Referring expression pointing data
##########
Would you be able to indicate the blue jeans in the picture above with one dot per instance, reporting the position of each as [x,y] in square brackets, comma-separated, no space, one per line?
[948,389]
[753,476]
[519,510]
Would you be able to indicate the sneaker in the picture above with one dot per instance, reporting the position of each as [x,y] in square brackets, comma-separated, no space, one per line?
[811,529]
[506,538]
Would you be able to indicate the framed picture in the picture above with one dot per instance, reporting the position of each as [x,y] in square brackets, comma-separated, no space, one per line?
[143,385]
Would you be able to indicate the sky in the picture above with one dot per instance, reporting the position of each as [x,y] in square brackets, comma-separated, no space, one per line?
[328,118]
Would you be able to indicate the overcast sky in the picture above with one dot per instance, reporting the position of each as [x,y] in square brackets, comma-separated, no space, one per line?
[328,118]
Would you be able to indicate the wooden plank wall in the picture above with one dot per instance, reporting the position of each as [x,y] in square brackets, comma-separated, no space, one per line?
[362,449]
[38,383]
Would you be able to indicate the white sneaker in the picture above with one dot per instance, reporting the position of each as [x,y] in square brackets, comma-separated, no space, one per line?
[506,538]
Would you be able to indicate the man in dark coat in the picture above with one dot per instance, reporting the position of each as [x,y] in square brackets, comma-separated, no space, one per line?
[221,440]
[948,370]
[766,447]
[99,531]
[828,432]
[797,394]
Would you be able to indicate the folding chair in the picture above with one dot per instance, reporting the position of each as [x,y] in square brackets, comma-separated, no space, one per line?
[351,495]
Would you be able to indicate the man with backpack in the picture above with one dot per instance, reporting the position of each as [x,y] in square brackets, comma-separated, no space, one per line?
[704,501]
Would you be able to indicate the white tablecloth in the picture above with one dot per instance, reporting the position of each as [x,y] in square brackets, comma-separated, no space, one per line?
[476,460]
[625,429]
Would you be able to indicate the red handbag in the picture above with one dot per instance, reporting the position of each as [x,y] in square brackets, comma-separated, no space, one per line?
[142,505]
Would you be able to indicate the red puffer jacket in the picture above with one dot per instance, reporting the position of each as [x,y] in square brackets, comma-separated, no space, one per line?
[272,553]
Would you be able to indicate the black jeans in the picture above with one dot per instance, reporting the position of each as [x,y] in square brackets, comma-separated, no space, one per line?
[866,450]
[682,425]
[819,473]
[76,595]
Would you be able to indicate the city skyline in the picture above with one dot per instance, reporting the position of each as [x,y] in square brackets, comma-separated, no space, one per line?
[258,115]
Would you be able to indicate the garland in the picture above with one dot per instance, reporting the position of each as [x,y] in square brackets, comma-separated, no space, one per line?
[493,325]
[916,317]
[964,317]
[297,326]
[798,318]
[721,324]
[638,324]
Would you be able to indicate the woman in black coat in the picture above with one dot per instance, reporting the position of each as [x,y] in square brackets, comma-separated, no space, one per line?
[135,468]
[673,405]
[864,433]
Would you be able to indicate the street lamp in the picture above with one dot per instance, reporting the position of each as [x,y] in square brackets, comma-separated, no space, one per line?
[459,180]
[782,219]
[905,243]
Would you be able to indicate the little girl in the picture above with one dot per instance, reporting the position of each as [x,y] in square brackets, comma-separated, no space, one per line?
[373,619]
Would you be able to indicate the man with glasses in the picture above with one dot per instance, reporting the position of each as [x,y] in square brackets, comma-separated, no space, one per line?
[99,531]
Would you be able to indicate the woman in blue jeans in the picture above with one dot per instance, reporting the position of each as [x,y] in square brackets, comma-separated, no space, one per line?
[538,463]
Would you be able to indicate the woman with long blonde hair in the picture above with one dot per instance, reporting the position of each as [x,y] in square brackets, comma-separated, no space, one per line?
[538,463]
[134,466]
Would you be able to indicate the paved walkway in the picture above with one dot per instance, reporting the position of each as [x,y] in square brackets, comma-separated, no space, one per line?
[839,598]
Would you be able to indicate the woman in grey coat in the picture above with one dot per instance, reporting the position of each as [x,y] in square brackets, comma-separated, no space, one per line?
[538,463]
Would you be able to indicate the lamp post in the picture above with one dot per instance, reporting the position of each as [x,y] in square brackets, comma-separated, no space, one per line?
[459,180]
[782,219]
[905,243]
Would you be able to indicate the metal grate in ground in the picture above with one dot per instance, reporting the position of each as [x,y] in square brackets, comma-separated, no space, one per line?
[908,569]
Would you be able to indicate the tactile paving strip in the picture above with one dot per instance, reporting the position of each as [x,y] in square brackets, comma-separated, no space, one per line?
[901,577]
##########
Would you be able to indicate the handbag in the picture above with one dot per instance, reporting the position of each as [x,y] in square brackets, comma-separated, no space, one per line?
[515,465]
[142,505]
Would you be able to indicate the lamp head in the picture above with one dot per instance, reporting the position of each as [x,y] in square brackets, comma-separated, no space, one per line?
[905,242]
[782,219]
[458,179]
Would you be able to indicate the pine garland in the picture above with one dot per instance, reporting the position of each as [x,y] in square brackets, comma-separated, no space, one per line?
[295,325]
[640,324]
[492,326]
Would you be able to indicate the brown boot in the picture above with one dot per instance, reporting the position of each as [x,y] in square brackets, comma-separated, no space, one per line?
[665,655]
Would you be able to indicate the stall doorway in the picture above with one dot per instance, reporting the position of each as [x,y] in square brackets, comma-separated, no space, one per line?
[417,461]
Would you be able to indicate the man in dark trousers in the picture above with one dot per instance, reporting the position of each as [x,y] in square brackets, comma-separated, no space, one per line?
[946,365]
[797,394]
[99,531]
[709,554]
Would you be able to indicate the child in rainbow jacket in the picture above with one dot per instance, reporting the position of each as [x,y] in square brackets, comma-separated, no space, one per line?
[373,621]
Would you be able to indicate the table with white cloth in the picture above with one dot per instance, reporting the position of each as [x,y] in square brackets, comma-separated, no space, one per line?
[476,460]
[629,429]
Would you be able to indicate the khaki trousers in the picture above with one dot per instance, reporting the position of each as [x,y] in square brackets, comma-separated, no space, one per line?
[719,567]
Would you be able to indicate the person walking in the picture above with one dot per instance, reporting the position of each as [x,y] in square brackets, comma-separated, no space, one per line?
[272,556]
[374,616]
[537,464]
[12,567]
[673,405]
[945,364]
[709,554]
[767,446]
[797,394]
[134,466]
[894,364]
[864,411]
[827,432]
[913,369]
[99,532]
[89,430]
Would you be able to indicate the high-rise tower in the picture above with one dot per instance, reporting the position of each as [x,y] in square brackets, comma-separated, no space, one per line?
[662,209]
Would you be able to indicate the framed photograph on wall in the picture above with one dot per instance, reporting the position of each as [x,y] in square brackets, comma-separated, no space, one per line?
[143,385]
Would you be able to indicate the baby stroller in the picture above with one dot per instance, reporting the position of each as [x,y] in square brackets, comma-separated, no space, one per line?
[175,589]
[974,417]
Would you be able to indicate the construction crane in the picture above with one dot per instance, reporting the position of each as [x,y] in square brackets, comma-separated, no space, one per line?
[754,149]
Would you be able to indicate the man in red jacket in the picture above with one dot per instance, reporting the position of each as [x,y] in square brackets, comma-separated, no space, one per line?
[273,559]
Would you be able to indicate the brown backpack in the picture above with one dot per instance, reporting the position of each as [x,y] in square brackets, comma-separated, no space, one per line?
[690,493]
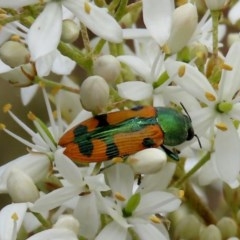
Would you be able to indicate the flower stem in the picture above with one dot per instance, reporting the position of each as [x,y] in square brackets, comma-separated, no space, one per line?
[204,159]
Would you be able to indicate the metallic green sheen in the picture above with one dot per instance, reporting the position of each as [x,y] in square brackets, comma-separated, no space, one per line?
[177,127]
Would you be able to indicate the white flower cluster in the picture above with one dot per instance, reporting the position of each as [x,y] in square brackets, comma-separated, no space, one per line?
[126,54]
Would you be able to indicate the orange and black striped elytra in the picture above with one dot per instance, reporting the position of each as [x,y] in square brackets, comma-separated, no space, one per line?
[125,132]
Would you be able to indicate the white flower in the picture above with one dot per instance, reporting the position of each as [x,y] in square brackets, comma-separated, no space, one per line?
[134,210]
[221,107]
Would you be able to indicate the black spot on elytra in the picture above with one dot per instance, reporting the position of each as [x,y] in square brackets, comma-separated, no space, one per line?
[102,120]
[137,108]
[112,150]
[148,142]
##########
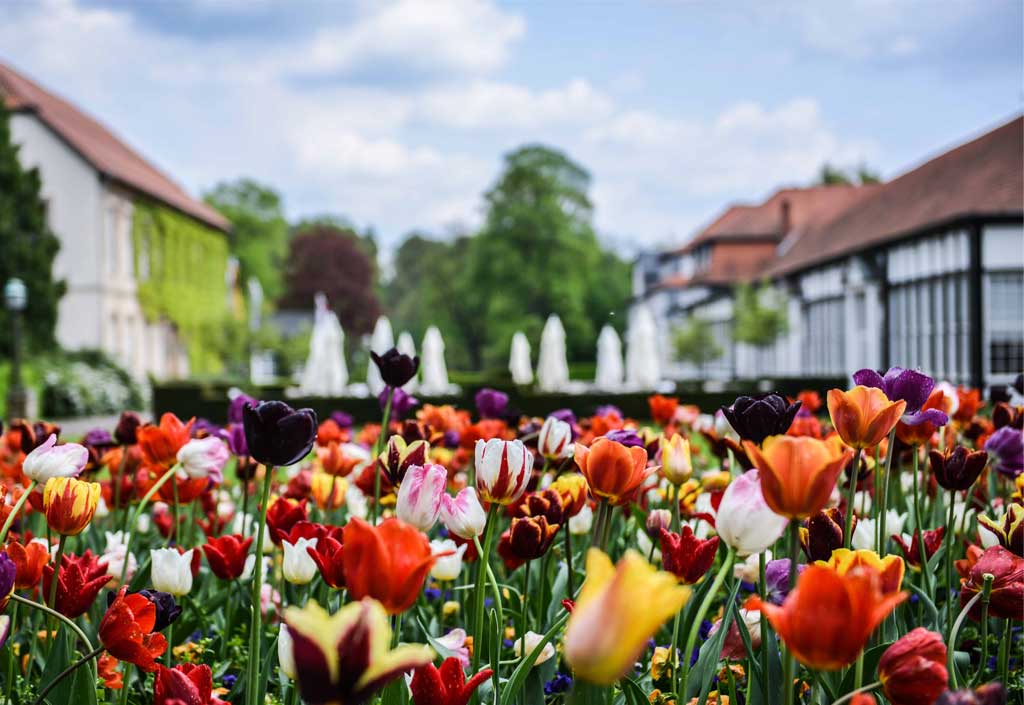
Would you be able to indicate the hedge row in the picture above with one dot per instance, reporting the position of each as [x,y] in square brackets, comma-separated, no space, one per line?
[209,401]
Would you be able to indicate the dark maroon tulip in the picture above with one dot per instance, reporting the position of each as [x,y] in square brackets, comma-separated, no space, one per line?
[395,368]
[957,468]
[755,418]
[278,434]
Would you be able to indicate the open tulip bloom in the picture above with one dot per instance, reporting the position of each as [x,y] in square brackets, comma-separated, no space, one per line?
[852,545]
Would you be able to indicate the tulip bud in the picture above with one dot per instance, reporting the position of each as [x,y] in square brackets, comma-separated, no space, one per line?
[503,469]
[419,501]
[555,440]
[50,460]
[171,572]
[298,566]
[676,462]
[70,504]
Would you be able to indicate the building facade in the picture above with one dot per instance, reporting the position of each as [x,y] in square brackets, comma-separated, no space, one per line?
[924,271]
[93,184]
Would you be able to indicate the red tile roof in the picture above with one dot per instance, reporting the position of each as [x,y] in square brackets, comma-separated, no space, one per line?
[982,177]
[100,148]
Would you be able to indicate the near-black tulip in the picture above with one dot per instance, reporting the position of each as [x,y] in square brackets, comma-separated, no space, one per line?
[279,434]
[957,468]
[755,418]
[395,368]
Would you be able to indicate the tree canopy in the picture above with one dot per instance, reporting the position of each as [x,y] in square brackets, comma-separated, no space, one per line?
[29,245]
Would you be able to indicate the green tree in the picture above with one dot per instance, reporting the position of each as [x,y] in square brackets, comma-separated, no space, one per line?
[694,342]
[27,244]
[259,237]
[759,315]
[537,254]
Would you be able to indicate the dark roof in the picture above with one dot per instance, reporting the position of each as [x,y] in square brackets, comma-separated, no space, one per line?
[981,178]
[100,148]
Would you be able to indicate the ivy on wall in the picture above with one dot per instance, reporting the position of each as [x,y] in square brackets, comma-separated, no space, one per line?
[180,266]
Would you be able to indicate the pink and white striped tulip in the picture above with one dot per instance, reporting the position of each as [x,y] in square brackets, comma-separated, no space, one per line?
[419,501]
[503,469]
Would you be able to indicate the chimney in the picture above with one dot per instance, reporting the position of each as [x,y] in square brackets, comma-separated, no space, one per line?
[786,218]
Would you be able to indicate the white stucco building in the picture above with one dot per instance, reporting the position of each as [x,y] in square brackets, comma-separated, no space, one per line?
##########
PROBLEM TO SOLVE: For the lines above, output exactly those from the line containing "Would you be able to indicate the tree" through the line containing "Would you be able to indicate the white stucco", and skip the others.

WRITTEN SOLUTION:
Would you be able to indicate the tree canopy in the picture above with one dot per instance, reporting the position of each as [x,y] in square brackets, comma-separated, no space, one per line?
[29,245]
Would you be able to indicate the green tree in the picture above with one dot per instance, reporting the position of each as [x,y] in square brackets, comma-separated, no space, one per line?
[694,342]
[27,244]
[259,237]
[759,315]
[537,254]
Would you be able to indicate the dark roof in the picture above with one dot per instance, reporting the position of each as [x,y] in square brackets, comma-separated, no space, one per line?
[981,178]
[100,148]
Would you be able to indicate the ivy on wall in the picture above with one dot per instance, reporting the position of each as [x,y] in square brackets, comma-separated, no space, one per line?
[180,266]
Would you be able to indicate the pink and white striped tulip in the picture above with one dot per instance, reporting the position of each as [x,y] in square brackets, comma-separated, no space, one per line?
[419,501]
[503,469]
Would you be able to indicate the chimney in the picture above with one dot per instance, reporting the position of each as [x,y] in square brackets, comma-separated, no space, one per line?
[786,218]
Would you be able to indicate the white stucco building in the picture above with one dot per instance, reporting the position of each as [x,y] in square brackets, comma-separated, no space, one per line?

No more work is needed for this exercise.